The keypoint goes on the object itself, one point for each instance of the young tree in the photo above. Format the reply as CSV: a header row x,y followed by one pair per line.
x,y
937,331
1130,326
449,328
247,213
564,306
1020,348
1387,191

→ **GIVEN EXERCISE**: Arrange every line of the items above as a numbered list, leaving out any blank lines.

→ **WRITTEN ANSWER**:
1. The keypoint goes on the object itself, one point for each instance of the young tree in the photo above. Format the reply as CSV: a header row x,y followed by one pair per line.
2. x,y
3. 937,331
4. 1130,326
5. 449,328
6. 247,213
7. 564,306
8. 1020,348
9. 1387,191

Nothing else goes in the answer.